• Brief:
Retype each record shown below, leaving every character as it is.

Records from a data collection:
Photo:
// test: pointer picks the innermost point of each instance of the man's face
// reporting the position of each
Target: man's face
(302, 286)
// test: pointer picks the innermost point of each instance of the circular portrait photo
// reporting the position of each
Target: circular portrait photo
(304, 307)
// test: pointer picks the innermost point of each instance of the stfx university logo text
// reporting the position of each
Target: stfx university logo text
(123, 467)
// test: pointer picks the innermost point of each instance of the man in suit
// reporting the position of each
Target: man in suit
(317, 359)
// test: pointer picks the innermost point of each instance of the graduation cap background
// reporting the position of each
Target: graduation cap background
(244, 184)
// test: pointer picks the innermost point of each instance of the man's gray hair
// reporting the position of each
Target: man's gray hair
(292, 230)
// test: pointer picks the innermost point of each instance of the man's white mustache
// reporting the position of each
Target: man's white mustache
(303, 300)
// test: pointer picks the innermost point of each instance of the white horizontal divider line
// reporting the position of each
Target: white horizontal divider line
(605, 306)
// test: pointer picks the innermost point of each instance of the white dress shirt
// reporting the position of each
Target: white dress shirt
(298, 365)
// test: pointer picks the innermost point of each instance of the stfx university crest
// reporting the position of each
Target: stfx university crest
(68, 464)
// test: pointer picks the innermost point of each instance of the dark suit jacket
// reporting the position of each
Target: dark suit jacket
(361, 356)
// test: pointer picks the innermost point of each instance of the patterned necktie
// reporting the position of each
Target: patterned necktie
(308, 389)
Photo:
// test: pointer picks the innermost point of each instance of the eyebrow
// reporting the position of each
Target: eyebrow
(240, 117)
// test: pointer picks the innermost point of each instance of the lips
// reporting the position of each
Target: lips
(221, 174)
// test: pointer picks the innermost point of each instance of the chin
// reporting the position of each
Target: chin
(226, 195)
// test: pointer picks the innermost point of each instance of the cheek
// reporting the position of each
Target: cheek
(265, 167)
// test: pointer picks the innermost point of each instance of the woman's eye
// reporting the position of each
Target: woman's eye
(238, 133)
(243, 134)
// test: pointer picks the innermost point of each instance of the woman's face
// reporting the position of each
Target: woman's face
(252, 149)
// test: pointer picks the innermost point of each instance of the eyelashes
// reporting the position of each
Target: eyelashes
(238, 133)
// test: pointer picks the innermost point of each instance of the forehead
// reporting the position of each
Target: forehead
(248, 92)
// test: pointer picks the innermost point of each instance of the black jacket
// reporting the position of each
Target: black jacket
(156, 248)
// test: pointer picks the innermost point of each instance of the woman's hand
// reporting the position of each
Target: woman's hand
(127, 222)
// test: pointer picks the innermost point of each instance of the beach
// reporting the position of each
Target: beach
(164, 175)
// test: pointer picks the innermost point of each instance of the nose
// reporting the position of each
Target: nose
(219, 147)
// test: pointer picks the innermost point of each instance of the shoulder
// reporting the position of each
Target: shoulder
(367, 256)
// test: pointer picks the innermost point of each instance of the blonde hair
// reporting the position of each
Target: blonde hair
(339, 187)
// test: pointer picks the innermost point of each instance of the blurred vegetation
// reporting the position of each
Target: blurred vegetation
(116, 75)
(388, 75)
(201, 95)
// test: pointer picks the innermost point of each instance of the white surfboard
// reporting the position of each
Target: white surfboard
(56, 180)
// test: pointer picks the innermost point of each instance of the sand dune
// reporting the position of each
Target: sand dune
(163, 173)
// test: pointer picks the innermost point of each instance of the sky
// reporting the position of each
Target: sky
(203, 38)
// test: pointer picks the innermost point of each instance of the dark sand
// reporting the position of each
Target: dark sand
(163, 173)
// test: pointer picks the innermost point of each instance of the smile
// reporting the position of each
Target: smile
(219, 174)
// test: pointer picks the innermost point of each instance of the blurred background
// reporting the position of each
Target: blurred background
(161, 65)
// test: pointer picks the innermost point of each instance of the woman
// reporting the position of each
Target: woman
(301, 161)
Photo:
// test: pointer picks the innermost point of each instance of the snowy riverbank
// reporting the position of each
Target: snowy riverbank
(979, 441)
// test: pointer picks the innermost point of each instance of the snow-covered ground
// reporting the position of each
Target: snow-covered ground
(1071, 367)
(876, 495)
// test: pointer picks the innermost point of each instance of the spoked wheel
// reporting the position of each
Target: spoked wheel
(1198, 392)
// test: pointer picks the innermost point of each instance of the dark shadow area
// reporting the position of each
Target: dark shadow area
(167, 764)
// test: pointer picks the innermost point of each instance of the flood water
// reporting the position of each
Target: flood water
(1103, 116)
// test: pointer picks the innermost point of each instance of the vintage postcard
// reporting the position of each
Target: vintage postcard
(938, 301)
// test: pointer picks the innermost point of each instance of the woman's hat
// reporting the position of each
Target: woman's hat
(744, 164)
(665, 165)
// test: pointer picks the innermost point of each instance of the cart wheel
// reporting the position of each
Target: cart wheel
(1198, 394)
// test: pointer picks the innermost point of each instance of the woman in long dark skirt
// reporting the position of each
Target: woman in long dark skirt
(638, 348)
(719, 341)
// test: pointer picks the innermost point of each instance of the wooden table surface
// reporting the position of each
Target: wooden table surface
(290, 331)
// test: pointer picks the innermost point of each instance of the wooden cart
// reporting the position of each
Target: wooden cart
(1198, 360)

• Full output:
Photo:
// test: pointer picks the innermost point of each instance of the man's face
// reporting the position of each
Target: man's face
(302, 286)
// test: pointer picks the innermost point of each instance of the circular portrait photo
// reporting the position of each
Target: circular portrait photo
(304, 307)
// test: pointer picks the innermost point of each instance of the stfx university logo text
// reporting the position of each
Target: stfx university logo text
(123, 467)
// test: pointer picks the innermost point of each instance of the man in suit
// reporting the position of each
Target: man in suit
(317, 359)
// test: pointer picks the innermost point of each instance of the graduation cap background
// reporting the position of each
Target: graduation cap background
(244, 184)
// test: pointer picks the innermost point of each instance of the man's gray hair
// reporting the position of each
Target: man's gray hair
(292, 230)
// test: pointer picks the innermost point of each instance of the man's white mustache
// reporting the position of each
Target: man's white mustache
(303, 300)
// test: pointer picks the innermost point of each instance of the white horizontal divider line
// reporting the position of each
Target: white horizontal divider line
(605, 306)
// test: pointer picks the innermost point of each instance of the white dress shirt
// reporting the position of each
Target: white dress shirt
(298, 365)
// test: pointer picks the innermost point of each instance of the stfx university crest
// reporting the position of each
Target: stfx university crest
(68, 464)
// test: pointer picks the innermost point of each instance of the dark suit jacket
// reporting the position of each
Target: dark suit jacket
(361, 356)
// test: pointer picks the innermost point of each instance of the patterned necktie
// reporting the position of each
Target: patterned necktie
(308, 389)
Photo:
// test: pointer picks the innermost point of each instance of the eyebrow
// reporting the position of each
Target: eyebrow
(240, 117)
// test: pointer picks the innermost point of each instance of the lips
// reporting the position of each
Target: lips
(221, 174)
// test: pointer picks the innermost point of each instance of the chin
// reporting the position of each
Target: chin
(226, 195)
// test: pointer picks the innermost point of each instance of the cheek
// reporting the position of each
Target: cheek
(265, 167)
// test: pointer picks the innermost point of each instance of the woman's eye
// reporting the position of each
Target: woman's eye
(238, 133)
(243, 134)
// test: pointer picks the innermost point of each instance of the woman's face
// reporting the position of each
Target: woman's face
(252, 149)
// test: pointer picks the innermost point of each instance of the eyelashes
// reporting the position of each
Target: eyelashes
(238, 133)
// test: pointer picks the innermost point of each instance of the forehead
// reporting the position of each
Target: forehead
(248, 92)
// test: pointer picks the innermost point of each instance of the black jacket
// reporting the position of each
Target: black jacket
(156, 248)
// test: pointer picks the innermost point of each instance of the woman's hand
// reporting the position of each
Target: woman's hand
(127, 222)
// test: pointer picks the innermost point of each instance of the beach
// reporting the position of each
Target: beach
(164, 175)
// test: pointer picks the innermost point of each instance of the nose
// reporting the position of each
Target: nose
(219, 147)
// test: pointer picks the innermost point of each instance of the shoulder
// reporting the position of each
Target: shoulder
(367, 256)
// test: pointer picks the innermost point of each instance of the blonde hair
// reporting the position of each
Target: blonde hair
(339, 187)
// test: pointer picks the innermost point of each instance of the blurred vegetation
// reporting the position of each
Target: blurred vegetation
(116, 75)
(388, 75)
(201, 95)
// test: pointer picks the innermost point of each instance of the white surfboard
// reporting the position of each
Target: white surfboard
(56, 180)
// test: pointer picks the innermost point of each instance of the sand dune
// reporting the position of each
Target: sand dune
(163, 173)
// test: pointer picks the innermost point of each instance of the sky
// reporting the position of each
Target: sky
(203, 38)
// test: pointer picks the innermost point of each instance of the dark sand
// reporting the position of each
Target: dark sand
(163, 173)
// test: pointer picks the innermost point of each instance of the smile
// reporting the position of each
Target: smile
(219, 174)
// test: pointer picks the innermost point of each instance of the blurred background
// reporting the position of each
Target: blurred background
(161, 65)
// test: pointer picks the innermost point of each instance of the woman
// reporting the position of each
Target: woman
(301, 161)
Photo:
// test: pointer picks the innermost point of each instance of the snowy riverbank
// reporting the position of each
Target: snowy riverbank
(979, 441)
// test: pointer picks the innermost point of each instance of the snow-covered ground
// reporting the position of each
Target: snow-covered ground
(1071, 367)
(876, 495)
// test: pointer picks the innermost point of each instance of the spoked wheel
// reporting the position of each
Target: spoked wheel
(1198, 392)
// test: pointer picks the innermost point of each instance of the dark shadow area
// reporting the position of each
Target: dark shadow area
(167, 764)
// test: pointer picks the innermost point of each instance of the flood water
// reporting the position of each
Target: flood water
(1103, 116)
// test: pointer picks the innermost point of each instance of the vintage postcard
// reporting the position of each
Target: vintage postcard
(938, 301)
// test: pointer picks the innermost point of each instance of the woman's hat
// reporting the position of each
Target: woman's hat
(744, 164)
(665, 165)
// test: pointer picks the innermost point of each instance of the cart wheel
// reporting the position of each
Target: cart wheel
(1198, 394)
// test: pointer picks the innermost point of each instance of the woman in long dark skirt
// reporting the position of each
Target: woman in long dark skirt
(638, 348)
(719, 341)
// test: pointer picks the innermost point of each instance of the wooden table surface
// reporting the position of each
Target: wooden table surface
(290, 331)
// test: pointer picks the innermost point of each instance of the wooden cart
// reporting the position of each
Target: wooden cart
(1198, 360)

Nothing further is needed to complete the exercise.